> СТРАНИЦА
Идея массированного использования бомбардировщиков была, безусловно, правильной. По предварительным расчетам, для уничтожения малоразмерной цели (примерно 80 х 100 м) требовался большой наряд самолетов. Однако Полбин не поддержал этот замысел. В своем выступлении он указал на сложность подготовки к вылету большого числа самолетов, а главное, на ее продолжительность. Ведь нужно было спланировать и организовать совместные боевые действия трех различных частей, базирующихся на значительном удалении друг от друга и не имеющих между собой связи.
Командир группы, который перед этим склонен был одобрить идею массированного удара, встретил аргументированные доводы Полбина с некоторым раздражением.
- Что же вы предлагаете? - резковато спросил он.- Уж не рассчитываете ли выполнить задачу силами одного только своего полка?
Полбин спокойно выслушал возражения, а потом изложил свой план. Он предложил выполнить боевую задачу двумя экипажами - своим и моим. Этот вариант был предельно прост и динамичен с точки зрения организации и времени на подготовку, хотя и находился в некотором противоречии с принятыми методами расчета наряда самолетов для поражения подобной цели. После серьезного обсуждения план Полбина, по-моему, несколько неожиданно даже для его автора, был принят.

> ДАННЫЕ

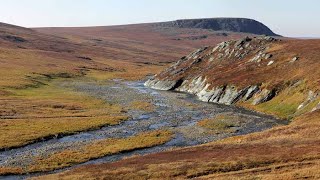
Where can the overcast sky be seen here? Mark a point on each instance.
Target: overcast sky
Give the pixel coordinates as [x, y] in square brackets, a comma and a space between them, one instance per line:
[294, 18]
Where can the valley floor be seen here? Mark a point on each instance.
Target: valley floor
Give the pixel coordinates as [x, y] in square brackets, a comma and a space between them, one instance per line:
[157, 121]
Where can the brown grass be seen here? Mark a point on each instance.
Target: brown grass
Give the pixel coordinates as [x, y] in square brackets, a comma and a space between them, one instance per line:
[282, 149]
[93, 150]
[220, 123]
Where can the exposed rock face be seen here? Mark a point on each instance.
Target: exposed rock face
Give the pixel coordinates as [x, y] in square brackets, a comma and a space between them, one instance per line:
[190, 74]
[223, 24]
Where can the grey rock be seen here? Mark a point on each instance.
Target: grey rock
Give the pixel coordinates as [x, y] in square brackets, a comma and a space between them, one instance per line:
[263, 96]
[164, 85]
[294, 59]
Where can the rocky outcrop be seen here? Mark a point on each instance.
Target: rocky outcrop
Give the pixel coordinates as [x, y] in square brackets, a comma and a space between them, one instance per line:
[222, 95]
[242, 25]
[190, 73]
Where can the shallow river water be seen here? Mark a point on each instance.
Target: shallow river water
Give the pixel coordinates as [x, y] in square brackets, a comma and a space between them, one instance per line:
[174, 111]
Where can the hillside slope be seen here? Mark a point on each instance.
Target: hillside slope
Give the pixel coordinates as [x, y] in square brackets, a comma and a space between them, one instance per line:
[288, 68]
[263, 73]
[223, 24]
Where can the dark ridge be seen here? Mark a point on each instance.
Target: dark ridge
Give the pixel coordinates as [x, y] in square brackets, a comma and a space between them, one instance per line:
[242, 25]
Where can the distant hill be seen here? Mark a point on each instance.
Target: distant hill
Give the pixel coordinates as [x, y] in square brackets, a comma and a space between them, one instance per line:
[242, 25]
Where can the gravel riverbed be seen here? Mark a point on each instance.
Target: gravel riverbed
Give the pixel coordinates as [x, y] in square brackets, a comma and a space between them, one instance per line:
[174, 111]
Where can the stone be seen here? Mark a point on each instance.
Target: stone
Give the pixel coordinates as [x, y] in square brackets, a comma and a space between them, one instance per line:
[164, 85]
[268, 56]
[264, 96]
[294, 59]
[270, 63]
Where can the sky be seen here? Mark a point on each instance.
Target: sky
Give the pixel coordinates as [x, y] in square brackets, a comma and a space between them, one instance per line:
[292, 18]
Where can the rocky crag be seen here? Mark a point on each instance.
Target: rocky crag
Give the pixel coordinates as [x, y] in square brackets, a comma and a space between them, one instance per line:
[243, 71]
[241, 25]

==

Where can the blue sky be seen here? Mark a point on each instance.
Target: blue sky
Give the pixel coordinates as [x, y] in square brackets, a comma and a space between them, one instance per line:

> ЧТО СДЕЛАТЬ
- 1) Выпишите из рассказа о Полбине слово в слово кусок, который начинается со слов «Командир группы, который» и заканчивается словами «с некоторым раздражением.».
- 2) В рассказе о Полбине есть абзац, который начинается словами «Полбин спокойно выслушал». Назовите все глаголы из этого абзаца, которые говорят о том, что делал сам Полбин.

> ОТВЕТЫ
- 1)
Командир группы, который перед этим склонен был одобрить идею массированного удара, встретил аргументированные доводы Полбина с некоторым раздражением.

- 2) выслушал, изложил, предложил